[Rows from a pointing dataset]
══════════

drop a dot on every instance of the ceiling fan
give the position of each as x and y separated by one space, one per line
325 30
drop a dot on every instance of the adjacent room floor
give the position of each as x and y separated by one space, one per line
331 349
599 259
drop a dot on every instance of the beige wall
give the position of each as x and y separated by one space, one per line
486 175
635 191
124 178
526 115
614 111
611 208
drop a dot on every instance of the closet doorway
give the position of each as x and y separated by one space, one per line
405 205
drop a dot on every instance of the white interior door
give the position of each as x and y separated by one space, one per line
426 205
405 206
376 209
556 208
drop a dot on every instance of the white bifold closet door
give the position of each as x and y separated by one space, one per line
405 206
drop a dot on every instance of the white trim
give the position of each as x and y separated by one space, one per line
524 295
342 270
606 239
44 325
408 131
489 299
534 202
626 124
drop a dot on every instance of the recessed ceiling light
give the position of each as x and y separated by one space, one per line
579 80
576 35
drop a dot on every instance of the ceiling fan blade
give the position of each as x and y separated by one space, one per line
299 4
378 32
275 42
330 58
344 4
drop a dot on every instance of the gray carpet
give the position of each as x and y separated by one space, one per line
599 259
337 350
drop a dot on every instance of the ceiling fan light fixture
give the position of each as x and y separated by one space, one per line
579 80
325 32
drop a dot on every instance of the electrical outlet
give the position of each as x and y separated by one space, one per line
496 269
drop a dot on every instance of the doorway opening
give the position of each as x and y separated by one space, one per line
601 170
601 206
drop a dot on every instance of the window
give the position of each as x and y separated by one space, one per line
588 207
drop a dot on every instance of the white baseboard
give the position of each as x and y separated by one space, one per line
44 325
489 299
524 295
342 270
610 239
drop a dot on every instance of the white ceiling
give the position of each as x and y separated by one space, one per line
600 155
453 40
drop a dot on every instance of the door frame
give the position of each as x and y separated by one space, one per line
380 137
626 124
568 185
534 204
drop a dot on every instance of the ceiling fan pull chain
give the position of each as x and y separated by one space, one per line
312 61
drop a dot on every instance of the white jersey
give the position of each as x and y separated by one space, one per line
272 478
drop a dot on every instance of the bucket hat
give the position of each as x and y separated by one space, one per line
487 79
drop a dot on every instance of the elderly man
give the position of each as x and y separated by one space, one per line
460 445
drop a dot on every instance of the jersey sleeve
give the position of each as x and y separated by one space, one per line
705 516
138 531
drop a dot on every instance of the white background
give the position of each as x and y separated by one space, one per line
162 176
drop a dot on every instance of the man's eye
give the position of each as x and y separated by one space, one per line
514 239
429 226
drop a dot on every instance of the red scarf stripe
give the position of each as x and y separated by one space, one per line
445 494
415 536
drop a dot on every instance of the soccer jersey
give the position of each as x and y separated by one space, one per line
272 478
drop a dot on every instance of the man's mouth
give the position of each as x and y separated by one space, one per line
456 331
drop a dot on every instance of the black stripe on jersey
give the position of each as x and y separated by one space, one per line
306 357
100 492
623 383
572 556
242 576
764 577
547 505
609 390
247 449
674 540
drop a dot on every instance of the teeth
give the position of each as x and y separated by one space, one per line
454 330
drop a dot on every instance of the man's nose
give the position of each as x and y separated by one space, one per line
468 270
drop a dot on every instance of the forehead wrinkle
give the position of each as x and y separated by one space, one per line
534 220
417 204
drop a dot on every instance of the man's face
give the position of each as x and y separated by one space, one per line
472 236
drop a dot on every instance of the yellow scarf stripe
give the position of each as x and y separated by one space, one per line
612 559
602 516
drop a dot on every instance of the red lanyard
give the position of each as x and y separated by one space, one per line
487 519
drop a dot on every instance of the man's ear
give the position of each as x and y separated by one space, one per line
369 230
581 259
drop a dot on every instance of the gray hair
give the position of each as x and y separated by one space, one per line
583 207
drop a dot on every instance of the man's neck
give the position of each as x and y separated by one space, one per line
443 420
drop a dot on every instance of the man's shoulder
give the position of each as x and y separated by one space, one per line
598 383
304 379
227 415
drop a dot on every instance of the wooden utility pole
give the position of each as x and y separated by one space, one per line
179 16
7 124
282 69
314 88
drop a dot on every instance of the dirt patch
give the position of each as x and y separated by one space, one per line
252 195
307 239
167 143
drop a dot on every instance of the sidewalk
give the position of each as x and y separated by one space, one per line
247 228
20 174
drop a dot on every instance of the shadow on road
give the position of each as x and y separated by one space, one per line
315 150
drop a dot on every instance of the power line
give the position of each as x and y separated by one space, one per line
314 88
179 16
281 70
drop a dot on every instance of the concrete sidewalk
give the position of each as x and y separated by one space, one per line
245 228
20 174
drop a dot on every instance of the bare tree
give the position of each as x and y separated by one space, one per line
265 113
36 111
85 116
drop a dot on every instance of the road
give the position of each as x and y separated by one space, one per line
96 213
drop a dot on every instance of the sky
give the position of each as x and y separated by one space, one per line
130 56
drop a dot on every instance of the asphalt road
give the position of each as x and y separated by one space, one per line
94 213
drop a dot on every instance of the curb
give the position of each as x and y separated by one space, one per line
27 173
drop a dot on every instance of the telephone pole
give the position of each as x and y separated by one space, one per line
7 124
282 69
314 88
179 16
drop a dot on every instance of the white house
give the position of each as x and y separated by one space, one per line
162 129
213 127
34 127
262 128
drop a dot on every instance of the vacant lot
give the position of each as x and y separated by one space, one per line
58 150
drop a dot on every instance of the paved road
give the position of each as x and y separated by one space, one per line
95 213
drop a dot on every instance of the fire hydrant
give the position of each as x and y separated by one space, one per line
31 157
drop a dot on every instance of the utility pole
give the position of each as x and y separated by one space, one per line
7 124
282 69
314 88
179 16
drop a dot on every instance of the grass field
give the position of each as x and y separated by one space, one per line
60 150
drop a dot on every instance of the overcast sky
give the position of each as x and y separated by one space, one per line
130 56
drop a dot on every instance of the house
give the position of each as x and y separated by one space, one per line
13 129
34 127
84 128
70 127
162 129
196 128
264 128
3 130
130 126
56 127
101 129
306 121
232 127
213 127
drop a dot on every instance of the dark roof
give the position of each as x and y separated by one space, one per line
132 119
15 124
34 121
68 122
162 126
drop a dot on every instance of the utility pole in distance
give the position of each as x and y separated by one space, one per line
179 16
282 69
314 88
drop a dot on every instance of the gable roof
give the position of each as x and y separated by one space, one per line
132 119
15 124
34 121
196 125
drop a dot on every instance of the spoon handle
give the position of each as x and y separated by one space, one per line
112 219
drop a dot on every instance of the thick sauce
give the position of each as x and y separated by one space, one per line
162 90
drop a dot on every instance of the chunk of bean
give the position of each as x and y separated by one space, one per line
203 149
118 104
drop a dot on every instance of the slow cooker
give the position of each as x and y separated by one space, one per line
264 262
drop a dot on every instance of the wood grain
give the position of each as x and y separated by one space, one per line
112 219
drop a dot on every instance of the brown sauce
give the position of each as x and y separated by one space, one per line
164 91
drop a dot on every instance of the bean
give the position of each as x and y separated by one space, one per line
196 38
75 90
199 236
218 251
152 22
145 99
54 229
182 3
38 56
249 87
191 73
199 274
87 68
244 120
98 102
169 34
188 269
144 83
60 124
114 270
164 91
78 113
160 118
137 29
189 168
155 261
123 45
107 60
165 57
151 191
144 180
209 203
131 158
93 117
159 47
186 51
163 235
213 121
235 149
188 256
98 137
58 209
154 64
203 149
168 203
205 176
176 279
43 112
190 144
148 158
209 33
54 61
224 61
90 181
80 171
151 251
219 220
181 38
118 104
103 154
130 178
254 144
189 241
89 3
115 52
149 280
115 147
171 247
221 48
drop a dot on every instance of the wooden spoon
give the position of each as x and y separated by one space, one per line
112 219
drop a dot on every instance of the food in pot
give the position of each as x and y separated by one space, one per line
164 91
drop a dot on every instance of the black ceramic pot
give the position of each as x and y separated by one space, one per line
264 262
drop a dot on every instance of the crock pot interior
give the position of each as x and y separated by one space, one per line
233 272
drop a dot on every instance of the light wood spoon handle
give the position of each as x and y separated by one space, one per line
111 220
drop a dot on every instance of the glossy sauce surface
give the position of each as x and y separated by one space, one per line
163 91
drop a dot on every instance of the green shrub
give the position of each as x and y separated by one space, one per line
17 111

══════════

> [Exercise] Find "drop a dot on every instance of the black ceramic" in the data above, then repeat that line and all lines after it exactly, ending with the final line.

> [Exercise solution]
drop a dot on every instance of the black ceramic pot
give the position of each as x and y separated by one space, one per line
264 262
drop a dot on every instance of the crock pot interior
give the position of each as x and y separated by one space, one per line
233 272
drop a dot on every instance of the light wood spoon handle
give the position of each as x and y separated by one space, one per line
111 220
drop a dot on every instance of the glossy sauce surface
give the position of each as x and y separated by one space, one per line
163 91
drop a dot on every instance of the green shrub
give the position of each as x and y separated by one space, one per line
17 111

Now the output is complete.